▶ _Problems to work on_
1 > Rewrite the stretch of the SvenR package write-up from "library('SvenR')" through "and post later.", replacing "tedium" with "boredom".
2 > Summarize the SvenR package write-up in three sentences.

▶ _Exercise passage_

--------------------------------------------------

UPDATE 2023-06-29: I haven’t seriously used this package in a few years and my skills have improved dramatically since. There’s some good stuff in here but it probably needs to be overhauled if it’s to be of use to anyone else. I’m not sure whether I’ll refactor/trim this down or just leave it as a relic of the past.
I like to pretend I’m a software developer so I created this little package. It’s not a super fancy or cohesive group of functions but I do use these (mostly interactively) in the course of my work. In any case creating a library is fun so maybe you will enjoy it too. I’ll show some examples of what the code can do and what the ideas behind it are.
Get it from github:
devtools::install_github('svenhalvorson/svenr')
library('SvenR')
Some of the functions I’ve tested quite a bit and others less so. If you find any horrendous errors, please let me know at svenpubmail@gmail.com
If I ever get the infamous interview question ‘what is your biggest
weakness?’ I have an answer prepped: low tolerance for tedium. The idea
of manually punching in lots of numbers to report is not only
unappealing, it opens the door to unreproducible research. As a result,
I created a function to round confidence intervals and one to make nice
IQRs. I also have one for rounding cohort tables (produced by the
tableone
package) that I might clean up and post later.
The first function, format_ci
tries to make your confidence intervals
cleaner and easier to read. It takes in three vectors (point estimate,
upper/lower bounds) and starts and iterative rounding process. Here
we’ll show an example with the nycflights
dataset and broom
# Make a binary variable of if the plane left on time:
flights2 = nycflights13::flights %>%
mutate(
on_time = as.numeric(dep_delay <= 0)
)
# now make a logistic model of this with a few factors
on_time_model = glm(
on_time ~ dep_time + origin + distance,
family = binomial,
data = flights2
)
# And here's the table of unformatted confidence intervals:
on_time_est = on_time_model %>%
broom::tidy(
conf.int = TRUE,
exponentiate = TRUE
) %>%
select(
term,
estimate,
conf.low,
conf.high
)
| term | estimate | conf.low | conf.high | |:-----------:|:---------:|:---------:|:---------:| | (Intercept) | 7.6331444 | 7.4263549 | 7.8460189 | | dep_time | 0.9987326 | 0.9987168 | 0.9987484 | | originJFK | 1.4831072 | 1.4570339 | 1.5096590 | | originLGA | 1.5935080 | 1.5645311 | 1.6230351 | | distance | 0.9998968 | 0.9998866 | 0.9999071 |
There are a number of problems you can come across when trying to round the confidence intervals. One of which is that you are likely to use a null value, such as 1 in the case of an odds ratio, but you don’t want any of these numbers to be rounded to that. Another concern is that you would like to have three distinct numbers displayed so that we can properly see the width of the interval and whether it contains the null value. This function can be set with a null value and other unacceptable values which will not be allowed as endpoints of the CI:
on_time_est_fmt = with(
on_time_est,
format_ci(
point = estimate,
lower = conf.low,
upper = conf.high,
null_value = 1
)

--------------------------------------------------

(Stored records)

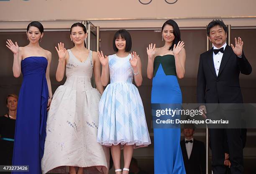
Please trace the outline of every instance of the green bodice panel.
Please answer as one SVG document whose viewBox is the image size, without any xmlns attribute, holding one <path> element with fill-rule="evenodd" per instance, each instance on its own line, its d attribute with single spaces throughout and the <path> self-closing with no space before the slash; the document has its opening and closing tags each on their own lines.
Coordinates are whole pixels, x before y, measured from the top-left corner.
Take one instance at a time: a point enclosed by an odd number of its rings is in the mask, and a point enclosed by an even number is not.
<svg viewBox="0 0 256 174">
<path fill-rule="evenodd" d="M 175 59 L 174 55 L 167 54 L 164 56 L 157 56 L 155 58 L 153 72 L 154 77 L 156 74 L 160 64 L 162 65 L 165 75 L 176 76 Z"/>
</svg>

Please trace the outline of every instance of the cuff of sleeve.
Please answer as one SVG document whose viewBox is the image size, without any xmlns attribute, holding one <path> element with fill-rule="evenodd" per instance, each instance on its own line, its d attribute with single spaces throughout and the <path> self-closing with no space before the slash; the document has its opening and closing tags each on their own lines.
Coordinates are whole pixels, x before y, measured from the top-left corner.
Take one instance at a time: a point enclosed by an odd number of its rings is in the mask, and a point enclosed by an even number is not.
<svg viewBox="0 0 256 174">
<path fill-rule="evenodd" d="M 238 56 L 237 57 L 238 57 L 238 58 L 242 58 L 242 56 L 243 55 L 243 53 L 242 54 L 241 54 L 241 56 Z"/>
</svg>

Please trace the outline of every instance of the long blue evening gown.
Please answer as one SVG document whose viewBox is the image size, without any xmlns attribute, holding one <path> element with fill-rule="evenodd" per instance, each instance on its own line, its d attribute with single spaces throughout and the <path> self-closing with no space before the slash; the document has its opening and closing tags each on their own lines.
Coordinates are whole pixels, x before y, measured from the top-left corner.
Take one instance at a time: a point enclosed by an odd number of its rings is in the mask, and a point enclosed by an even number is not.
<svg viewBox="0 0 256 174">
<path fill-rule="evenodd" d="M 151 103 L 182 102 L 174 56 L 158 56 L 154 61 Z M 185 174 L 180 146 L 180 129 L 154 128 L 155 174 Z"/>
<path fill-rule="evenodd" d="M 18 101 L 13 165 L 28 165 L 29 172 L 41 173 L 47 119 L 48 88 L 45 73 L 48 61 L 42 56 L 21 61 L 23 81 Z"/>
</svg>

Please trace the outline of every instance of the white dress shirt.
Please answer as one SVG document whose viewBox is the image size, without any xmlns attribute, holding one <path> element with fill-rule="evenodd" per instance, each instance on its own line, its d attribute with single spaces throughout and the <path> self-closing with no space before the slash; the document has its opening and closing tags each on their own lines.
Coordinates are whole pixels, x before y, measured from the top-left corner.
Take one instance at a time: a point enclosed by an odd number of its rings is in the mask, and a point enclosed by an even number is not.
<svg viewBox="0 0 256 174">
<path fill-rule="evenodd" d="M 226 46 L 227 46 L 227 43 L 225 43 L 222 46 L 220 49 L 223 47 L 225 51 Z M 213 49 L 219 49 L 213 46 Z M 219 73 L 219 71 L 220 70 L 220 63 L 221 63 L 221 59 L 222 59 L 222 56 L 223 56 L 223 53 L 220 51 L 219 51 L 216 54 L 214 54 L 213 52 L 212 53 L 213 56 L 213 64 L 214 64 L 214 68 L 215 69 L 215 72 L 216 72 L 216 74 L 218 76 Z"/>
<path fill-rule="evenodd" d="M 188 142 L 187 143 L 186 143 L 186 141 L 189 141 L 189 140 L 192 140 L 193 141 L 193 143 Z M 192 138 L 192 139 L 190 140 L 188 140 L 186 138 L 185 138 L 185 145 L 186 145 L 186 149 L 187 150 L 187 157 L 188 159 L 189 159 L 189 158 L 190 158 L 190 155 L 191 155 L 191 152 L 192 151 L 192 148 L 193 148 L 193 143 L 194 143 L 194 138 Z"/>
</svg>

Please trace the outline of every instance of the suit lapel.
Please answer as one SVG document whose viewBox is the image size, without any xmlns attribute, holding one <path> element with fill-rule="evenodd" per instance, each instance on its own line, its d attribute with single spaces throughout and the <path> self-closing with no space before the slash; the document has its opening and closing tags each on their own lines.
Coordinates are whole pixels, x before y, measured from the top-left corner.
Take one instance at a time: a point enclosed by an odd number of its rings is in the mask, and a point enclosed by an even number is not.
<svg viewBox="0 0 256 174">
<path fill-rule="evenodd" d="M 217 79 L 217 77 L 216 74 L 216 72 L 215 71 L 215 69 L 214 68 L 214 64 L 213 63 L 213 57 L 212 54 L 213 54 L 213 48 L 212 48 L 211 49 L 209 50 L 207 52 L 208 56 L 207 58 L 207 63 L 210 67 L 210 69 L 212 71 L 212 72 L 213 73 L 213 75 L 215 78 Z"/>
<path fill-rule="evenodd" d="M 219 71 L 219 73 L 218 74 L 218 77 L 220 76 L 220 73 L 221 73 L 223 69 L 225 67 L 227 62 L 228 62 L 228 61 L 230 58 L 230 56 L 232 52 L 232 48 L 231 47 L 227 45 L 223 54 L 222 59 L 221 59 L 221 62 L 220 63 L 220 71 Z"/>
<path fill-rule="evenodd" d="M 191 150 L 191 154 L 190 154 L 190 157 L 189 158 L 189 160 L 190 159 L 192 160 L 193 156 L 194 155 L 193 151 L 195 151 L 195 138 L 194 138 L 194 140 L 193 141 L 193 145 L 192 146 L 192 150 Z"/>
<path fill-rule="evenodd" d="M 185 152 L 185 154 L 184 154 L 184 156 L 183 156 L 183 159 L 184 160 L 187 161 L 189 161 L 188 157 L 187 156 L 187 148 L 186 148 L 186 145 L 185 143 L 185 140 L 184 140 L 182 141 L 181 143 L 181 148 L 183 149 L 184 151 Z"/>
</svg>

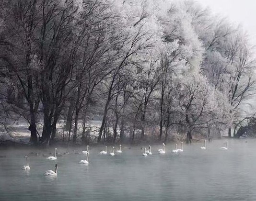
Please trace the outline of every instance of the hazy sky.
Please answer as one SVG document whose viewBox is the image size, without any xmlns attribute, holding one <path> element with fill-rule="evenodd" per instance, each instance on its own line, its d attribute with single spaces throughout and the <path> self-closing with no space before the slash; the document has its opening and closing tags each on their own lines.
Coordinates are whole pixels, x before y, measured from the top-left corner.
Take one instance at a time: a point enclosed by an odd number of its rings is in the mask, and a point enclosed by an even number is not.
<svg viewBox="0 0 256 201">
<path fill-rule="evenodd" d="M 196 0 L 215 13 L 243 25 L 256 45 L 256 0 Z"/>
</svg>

--------------------------------------------------

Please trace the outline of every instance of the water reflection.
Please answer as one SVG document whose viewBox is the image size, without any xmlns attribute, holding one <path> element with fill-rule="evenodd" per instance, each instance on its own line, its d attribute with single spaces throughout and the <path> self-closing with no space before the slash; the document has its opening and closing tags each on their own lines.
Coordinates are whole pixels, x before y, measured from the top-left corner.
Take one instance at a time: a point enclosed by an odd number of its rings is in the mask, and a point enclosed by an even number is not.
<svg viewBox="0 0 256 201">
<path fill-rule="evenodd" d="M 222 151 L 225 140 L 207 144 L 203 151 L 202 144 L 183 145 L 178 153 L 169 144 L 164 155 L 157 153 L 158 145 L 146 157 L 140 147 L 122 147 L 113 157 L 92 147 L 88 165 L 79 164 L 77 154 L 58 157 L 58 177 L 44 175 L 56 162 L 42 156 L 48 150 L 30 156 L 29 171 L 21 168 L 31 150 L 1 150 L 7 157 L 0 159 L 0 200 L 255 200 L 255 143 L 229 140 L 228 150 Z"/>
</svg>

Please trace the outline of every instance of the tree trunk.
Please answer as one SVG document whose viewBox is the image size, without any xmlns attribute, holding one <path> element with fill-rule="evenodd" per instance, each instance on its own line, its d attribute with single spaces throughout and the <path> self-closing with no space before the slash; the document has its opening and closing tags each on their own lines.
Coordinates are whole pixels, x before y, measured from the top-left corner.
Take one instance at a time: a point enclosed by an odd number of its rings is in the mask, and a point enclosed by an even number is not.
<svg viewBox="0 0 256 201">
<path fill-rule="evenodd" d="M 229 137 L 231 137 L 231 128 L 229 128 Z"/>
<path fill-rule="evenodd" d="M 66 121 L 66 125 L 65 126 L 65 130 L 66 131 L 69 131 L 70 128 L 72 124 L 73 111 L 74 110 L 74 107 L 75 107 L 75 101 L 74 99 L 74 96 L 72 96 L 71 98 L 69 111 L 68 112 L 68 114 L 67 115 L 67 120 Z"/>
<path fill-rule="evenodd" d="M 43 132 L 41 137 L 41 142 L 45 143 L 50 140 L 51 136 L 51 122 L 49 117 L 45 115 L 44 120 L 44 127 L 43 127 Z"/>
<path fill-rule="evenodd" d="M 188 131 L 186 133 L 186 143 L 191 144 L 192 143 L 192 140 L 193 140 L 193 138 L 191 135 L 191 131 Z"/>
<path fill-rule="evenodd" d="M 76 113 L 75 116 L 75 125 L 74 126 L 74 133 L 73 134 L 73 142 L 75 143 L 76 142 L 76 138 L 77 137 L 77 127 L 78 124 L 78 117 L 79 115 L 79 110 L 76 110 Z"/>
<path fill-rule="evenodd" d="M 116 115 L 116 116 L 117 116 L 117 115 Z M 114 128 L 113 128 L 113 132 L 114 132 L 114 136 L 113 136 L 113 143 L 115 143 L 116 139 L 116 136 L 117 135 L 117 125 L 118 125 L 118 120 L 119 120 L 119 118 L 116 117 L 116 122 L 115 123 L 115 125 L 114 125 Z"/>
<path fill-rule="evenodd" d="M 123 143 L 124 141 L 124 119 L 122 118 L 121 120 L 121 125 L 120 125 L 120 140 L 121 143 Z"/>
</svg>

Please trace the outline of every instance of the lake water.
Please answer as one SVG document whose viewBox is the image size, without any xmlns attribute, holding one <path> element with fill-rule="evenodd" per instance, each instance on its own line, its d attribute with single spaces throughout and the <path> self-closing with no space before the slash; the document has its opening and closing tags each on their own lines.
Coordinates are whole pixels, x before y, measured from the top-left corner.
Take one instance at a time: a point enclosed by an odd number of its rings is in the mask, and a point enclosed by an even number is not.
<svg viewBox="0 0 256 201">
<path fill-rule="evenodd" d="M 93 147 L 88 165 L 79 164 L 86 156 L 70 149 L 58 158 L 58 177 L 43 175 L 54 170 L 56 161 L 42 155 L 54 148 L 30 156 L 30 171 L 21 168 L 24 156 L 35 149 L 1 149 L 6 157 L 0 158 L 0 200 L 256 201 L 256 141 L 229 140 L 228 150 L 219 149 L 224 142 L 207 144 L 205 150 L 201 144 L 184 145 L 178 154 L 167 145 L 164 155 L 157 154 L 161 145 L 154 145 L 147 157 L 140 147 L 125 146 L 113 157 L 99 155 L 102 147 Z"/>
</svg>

--------------------------------------------------

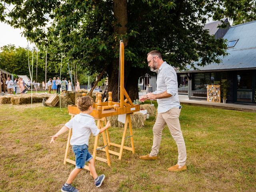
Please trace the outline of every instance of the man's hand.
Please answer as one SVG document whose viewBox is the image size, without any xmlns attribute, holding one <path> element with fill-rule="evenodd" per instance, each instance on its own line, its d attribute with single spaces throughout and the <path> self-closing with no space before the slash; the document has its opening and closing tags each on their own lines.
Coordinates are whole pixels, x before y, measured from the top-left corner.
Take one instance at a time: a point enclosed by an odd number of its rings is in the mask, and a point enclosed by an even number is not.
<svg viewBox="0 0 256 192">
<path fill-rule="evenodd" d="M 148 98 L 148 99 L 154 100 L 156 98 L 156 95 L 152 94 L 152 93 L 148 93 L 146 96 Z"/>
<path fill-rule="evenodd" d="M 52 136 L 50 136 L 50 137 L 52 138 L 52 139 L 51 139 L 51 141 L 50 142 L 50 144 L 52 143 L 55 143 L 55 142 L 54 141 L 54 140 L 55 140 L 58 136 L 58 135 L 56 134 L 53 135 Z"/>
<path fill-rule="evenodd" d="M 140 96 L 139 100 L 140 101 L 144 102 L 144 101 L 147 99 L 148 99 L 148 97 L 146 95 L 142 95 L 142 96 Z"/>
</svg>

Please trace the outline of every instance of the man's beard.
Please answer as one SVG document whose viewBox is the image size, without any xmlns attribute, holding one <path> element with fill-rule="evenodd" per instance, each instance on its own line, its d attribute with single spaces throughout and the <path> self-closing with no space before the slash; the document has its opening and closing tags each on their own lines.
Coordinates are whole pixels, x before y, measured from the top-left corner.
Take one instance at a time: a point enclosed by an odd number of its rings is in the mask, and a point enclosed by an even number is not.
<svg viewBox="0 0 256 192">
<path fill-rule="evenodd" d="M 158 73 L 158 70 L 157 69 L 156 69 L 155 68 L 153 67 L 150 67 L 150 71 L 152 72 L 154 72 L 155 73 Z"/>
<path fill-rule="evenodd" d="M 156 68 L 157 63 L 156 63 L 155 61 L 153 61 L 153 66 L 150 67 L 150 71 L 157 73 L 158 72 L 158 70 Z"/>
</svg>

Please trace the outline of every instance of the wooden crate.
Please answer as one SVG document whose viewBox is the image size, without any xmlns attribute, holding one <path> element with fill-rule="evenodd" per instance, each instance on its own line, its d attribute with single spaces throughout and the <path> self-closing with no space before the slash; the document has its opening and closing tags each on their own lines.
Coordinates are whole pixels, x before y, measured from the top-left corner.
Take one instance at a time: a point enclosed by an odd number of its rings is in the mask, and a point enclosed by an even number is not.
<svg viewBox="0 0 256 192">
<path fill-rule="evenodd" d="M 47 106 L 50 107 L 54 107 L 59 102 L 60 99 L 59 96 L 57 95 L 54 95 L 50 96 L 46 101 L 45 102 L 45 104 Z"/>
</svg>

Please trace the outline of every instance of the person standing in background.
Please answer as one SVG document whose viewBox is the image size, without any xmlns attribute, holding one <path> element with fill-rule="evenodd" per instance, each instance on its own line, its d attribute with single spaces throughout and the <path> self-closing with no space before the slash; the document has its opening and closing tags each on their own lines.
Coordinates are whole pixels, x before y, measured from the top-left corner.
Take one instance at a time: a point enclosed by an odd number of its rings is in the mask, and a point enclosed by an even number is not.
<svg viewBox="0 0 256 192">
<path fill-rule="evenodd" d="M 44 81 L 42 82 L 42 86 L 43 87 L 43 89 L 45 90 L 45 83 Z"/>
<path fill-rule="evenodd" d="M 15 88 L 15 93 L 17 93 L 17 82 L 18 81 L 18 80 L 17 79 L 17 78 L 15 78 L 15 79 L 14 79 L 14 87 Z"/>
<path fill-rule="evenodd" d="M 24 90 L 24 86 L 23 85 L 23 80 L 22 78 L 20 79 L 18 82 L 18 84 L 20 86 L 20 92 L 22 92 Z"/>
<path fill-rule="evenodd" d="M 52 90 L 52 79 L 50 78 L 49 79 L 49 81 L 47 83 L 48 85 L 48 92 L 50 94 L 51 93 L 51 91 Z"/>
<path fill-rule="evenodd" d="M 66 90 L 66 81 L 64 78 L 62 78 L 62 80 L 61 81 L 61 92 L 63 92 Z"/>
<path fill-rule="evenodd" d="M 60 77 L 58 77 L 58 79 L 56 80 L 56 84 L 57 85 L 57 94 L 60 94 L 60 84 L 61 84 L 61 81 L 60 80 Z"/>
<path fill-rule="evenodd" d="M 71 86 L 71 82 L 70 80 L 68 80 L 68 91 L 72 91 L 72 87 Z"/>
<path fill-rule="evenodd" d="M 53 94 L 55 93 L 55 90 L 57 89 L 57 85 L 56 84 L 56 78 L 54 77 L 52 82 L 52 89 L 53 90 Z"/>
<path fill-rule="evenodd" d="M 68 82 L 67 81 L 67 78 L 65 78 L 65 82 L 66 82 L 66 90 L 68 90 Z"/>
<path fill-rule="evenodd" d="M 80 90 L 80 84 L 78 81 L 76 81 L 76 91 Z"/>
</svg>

--------------------------------------------------

▶ _Answers by item number_
1 >
library('SvenR')
Some of the functions I’ve tested quite a bit and others less so. If you find any horrendous errors, please let me know at svenpubmail@gmail.com
If I ever get the infamous interview question ‘what is your biggest
weakness?’ I have an answer prepped: low tolerance for boredom. The idea
of manually punching in lots of numbers to report is not only
unappealing, it opens the door to unreproducible research. As a result,
I created a function to round confidence intervals and one to make nice
IQRs. I also have one for rounding cohort tables (produced by the
tableone
package) that I might clean up and post later.

2 > SvenR is a loose collection of functions the author uses, mostly interactively, at work, and it can be installed from GitHub, though a 2023 update says it hasn't been used seriously in years and probably needs an overhaul. Because the author finds manually typing in numbers tedious and sees it as a door to unreproducible research, the package includes functions to round confidence intervals and to make IQRs. The first of these, format_ci, rounds an estimate and its bounds so that a null value such as 1 is not an endpoint and three distinct numbers are shown, illustrated with a logistic model of on-time departures from the nycflights dataset.